◆ DOCUMENT EXCERPT:
● ● ● ● ●

University of Kananga
- Motto: Scientia Splendet et Conscientia
- Type: Public university
- Active: 2000–2007
- Founders: Prof. MULOWAYI DIBAYA
- Rector: Prof. Emery Tshisanda (since 2022)
- Students: 2047 (2017-2018)
- Location: Kananga, Democratic Republic of the Congo
- Campus: Katambayi Hill;
- Language: French
- Website: www.unikan.org

= University of Kananga =

University in the DRC

The University of Kananga (UNIKAN) is a public university in the Democratic Republic of the Congo, located in the province of Kasaï Central, in the city of Kananga. The University of Kananga follows the LMD system.

Initially an extension of the University of Lubumbashi, it was known as the "University Center of Kananga (C.U.K.)" at its inception. The language of instruction is French.

In 2007, the University Center of Kananga gained autonomy and was officially renamed "UNIKAN". It is the only official university in the province and collaborates closely with Université Notre-Dame du Kasai (U.K.A), an accredited Catholic university.

● ● ● ● ●

◆ SUPPLIED RECORDS:
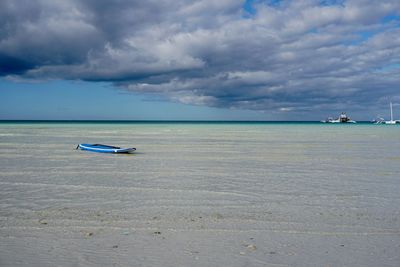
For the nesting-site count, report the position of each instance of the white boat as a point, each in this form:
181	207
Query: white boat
343	118
391	117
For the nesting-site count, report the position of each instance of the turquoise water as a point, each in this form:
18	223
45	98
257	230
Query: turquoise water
300	190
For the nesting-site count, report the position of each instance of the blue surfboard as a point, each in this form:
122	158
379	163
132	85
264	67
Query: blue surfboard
105	148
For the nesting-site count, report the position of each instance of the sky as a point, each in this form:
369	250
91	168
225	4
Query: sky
199	60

● ● ● ● ●

◆ TASK SET:
[a] Repeat the part of the University of Kananga text that begins at the words "In 2007, the" and stops after "accredited Catholic university.".
[b] Write the next part of the University of Kananga text, picking up after its final sentence.
The rows have no connection to the University of Kananga text.

◆ TASK RESPONSES:
[a]
In 2007, the University Center of Kananga gained autonomy and was officially renamed "UNIKAN". It is the only official university in the province and collaborates closely with Université Notre-Dame du Kasai (U.K.A), an accredited Catholic university.

[b]
== Organization ==
Since 2016, the University of Kananga has been managed by its second management committee appointed by the Minister of Higher Education. Key members include:
- Rector: Prof. Bemis Bushabu
- Academic Secretary: Prof. Mufuayi Gustave
- Administrator: Prof. Loko Nfaba
- Budget Administrator: Ct Jacques Ntumba

Since 2016, the University of Kananga operates from its own facilities located in the Nganza commune, Katambayi chiefdom, and Ntambue-Saint-Bernard.

== Faculties ==
- Faculty of Computer Science
- Faculty of Agronomy and Management
- Faculty of Law
- Faculty of Medicine and School of Public Health
- Faculty of Social, Political, and Administrative Sciences
- Faculty of Economics and Management
- Faculty of Public Health

For the academic year 2018–2019, the General Student Delegation is led by Mr. Muepu Ngalamulume Bofiface, with each faculty represented by a faculty delegate, such as Mr. Kalukanda Mbumba Simon in the Faculty of Computer Science. Some network equipment (fiber optics, routers, etc.) has been provided by a former student of the university, Ir. Albert Sakaji Simba, since 2019, aiming to enhance practical learning opportunities for students in the Computer Science department.